Text excerpt:
- Opening Delimiter -

But when the film continues in a shop with Andre at the copy machine, making copies all day, you wonder if this is the Brazilian man who wasn't there. Out of boredom, he reads snippets of what he copies, like "Shakespeare and Cervantes died on the same day: 23rd of April, 1616. They never even met." At night in an apartment he shares with his mother, Andre sits in his room drawing a cartoon he created called One-Eyed Zack and Granny Doctrine. And when he's not doing that, he's spying on his neighbors through binoculars, especially the comely Silvia (Leandra Leal), which develops into a crush and "chance" meetings.

It's all fairly tame stuff, since Andre comes off as harmless and shy, but before you (or Andre) know it, you're pulled into the middle of an intriguing story that includes printing money on a new color copier that arrives at the shop. It's all to get $38, to impress Silvia in a very roundabout way, since being broke and a "photocopier operator" doesn't take him far with the ladies. And as his affections grow, so do his larcenous ambitions.

The film incorporates elements of French cinema like Amelie, with Andre spending a good chunk of the film narrating the story and his life to quick and imaginative shots that make use of his daydreams and cartoons. But it also owes a lot to the films of Guy Ritchie such as Snatch, with its complicated plot of innocents in over their heads. While the story is a little too incredible at times, The Man Who Copied has more heart and charm than those other films because of the stellar acting; the characters are all very believable, including a supporting performance by Andre's friend Cardoso (Pedro Cardoso) that's Roberto Benigni without the caffeine. Like a wagon full of kids pushed downhill, The Man Who Copied is full of surprises and gains a wobbly, fun momentum with each turn. It should also keep the Brazilian cineastes happy for another year. -- John Anderson

The Man Who Copied screens at 9:15 p.m. on Thursday, February 5, at the Regal and at 7:00 p.m. on Saturday, February 7, at the Tower Theatre, 1508 SW 8th St.

Raging Heart

Forget Sergio Leone. Director Gianluca Sodaro puts the cheese on the spaghetti Western. Raging Heart is a camp bonanza.

Does the plot even matter? There's super-bad tough guy Boe (Francesco Sframeli), who is made a cuckold (horns and all) by his beautiful wife (a sultry Barbara Rizzo) and wreaks revenge upon his entire town. Raging Heart may be a one-trick pony, but it's a good trick and a wild ride. The over-the-top violence and deliberately kitsch performances make the film a riot from beginning to end. -- Celeste Fraser Delgado

Raging Heart screens at 11:00 p.m. on Friday, February 6, and at 10:00 p.m. on Saturday, February 7, at the Regal.

Take My Eyes

It's hard to fault Take My Eyes for subject matter. The extensive treatment of violence against women in both fiction films and documentaries from around the world in this festival alone suggests that it is far from being exhausted. Yet the measured pace and apparently foregone conclusions of this Spanish-made film seem more to rehash the topic than to raise new insights or excite new responses. While better than such low points in the genre as the Jennifer Lopez vehicle Enough, Take My Eyes offers nothing like the bracing electricity of the New Zealand masterpiece Once Were Warriors.

- Closing Delimiter -

Supplied material:
- Opening Delimiter -

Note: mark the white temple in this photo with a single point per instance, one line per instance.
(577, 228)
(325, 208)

- Closing Delimiter -
- Opening Delimiter -

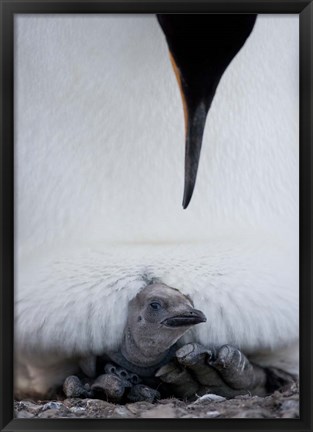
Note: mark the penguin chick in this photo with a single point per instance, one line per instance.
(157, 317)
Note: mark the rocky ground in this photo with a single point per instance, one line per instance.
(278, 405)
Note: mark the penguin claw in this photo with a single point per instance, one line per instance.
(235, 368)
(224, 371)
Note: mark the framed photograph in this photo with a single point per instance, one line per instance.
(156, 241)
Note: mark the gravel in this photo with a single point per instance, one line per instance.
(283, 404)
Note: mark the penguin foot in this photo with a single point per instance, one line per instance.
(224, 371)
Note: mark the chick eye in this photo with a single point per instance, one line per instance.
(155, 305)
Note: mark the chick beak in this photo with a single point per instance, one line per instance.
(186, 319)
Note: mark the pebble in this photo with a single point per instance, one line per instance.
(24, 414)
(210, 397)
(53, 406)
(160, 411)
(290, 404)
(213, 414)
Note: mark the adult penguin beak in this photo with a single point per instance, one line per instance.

- Closing Delimiter -
- Opening Delimiter -

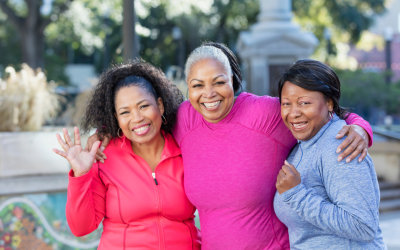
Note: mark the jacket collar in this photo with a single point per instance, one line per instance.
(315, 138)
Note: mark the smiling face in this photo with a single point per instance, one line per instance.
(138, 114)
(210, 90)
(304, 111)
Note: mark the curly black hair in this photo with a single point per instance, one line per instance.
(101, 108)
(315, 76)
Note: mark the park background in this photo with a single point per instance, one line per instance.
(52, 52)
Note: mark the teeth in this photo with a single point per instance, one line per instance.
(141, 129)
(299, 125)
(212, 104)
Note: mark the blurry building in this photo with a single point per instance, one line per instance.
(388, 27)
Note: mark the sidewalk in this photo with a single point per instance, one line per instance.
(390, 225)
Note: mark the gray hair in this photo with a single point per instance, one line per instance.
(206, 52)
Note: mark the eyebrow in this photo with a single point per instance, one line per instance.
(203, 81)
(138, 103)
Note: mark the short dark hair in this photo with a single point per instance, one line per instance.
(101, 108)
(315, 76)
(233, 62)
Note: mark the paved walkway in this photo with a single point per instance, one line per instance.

- Closing Delimiter -

Exercise directions: List every actor that the film reviews name in parentheses.

Task solution:
Leandra Leal
Pedro Cardoso
Francesco Sframeli
Barbara Rizzo